● **Records for processing**:
================================
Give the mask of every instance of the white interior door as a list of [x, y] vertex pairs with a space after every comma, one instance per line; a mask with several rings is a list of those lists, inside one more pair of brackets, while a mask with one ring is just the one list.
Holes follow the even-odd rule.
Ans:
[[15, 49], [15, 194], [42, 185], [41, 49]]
================================
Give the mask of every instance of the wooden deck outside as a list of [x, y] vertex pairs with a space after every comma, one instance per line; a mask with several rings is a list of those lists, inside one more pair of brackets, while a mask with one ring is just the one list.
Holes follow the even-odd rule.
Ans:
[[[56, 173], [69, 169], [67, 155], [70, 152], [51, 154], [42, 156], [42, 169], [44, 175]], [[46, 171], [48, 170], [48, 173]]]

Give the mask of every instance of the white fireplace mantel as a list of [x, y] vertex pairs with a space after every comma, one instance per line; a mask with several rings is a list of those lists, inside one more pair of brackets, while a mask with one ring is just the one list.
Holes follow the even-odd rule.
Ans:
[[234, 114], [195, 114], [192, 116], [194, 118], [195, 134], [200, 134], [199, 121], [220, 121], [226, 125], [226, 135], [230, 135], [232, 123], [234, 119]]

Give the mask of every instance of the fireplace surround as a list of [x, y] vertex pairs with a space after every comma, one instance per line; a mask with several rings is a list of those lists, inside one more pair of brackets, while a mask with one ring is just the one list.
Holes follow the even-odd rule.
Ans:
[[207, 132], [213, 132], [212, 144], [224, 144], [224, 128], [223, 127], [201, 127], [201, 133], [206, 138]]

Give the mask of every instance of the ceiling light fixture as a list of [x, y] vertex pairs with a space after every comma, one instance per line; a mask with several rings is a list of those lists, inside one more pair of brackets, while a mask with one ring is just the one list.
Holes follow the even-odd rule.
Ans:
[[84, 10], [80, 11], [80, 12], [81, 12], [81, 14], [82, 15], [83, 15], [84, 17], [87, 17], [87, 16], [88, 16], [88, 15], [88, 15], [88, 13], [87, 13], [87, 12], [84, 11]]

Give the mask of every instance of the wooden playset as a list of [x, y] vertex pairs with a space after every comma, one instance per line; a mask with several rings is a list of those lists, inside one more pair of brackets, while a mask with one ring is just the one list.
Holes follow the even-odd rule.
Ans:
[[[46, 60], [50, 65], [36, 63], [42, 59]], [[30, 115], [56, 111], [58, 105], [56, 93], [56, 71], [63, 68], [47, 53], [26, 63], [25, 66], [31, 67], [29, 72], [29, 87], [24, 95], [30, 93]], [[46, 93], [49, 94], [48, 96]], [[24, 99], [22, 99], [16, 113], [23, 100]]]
================================
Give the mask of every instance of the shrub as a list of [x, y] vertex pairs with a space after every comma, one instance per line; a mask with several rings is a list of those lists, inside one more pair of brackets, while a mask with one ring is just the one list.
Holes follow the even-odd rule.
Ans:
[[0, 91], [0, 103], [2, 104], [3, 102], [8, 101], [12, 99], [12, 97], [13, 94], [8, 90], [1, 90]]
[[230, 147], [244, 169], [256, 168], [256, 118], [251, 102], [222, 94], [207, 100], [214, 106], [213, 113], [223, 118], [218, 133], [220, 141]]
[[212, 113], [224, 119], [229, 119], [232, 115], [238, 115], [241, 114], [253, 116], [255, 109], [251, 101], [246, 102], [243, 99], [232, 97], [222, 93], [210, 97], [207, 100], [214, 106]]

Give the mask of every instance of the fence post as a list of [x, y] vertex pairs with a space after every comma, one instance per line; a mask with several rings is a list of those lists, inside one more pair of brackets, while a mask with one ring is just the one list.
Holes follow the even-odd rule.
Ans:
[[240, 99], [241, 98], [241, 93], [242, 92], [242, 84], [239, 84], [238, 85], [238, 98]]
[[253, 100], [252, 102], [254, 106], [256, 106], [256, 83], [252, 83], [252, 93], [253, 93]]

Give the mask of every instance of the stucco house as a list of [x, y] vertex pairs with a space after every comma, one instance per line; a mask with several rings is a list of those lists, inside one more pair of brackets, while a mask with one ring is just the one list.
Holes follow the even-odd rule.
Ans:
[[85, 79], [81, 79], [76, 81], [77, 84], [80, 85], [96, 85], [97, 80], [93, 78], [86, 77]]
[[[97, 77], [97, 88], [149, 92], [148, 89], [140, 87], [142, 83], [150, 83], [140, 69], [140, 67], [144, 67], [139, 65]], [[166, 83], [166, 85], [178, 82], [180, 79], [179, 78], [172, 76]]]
================================
● **Problem**: Can you reproduce only the records in the stretch from the line containing "Give the mask of every instance of the white interior" through the line containing "[[15, 49], [15, 194], [42, 185], [41, 49]]", request lines included, with every coordinate in the answers multiplied by 0.9 and rounded to the nearest whole number, halves rounded up?

● **Problem solution**:
Give the mask of every instance of the white interior door as a list of [x, y] vertex pairs with a space after every comma, one instance per line; a mask with several rings is a list of those lists, inside one more pair of brackets, while a mask with one ring is just the one list.
Holes follow the even-odd rule.
Ans:
[[14, 44], [14, 175], [38, 167], [37, 44]]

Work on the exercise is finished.